## Activity
Among the entries below, which lines include the string "instance"? Show each one.

## Provided entries
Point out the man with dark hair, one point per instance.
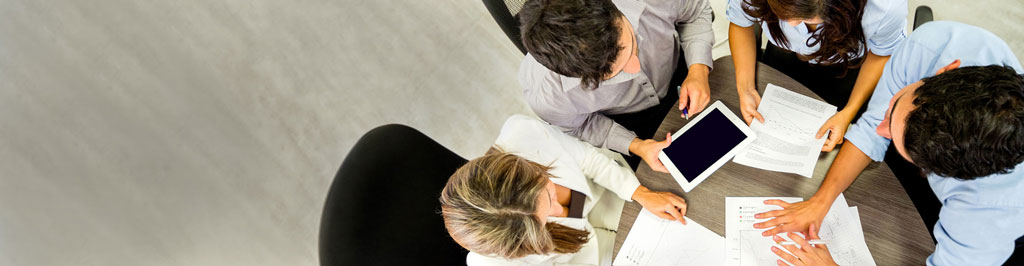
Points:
(603, 71)
(960, 124)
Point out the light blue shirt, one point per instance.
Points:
(980, 219)
(884, 24)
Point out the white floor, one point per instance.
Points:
(206, 132)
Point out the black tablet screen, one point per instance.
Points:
(704, 144)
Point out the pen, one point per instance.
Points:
(814, 241)
(686, 114)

## Response below
Point out the man with dark hair, one point per instance.
Point out the light blue shirt, one point per instance.
Point out the white floor, one point per instance.
Point out the black tablet screen, one point per instance.
Point out the pen, one point per instance.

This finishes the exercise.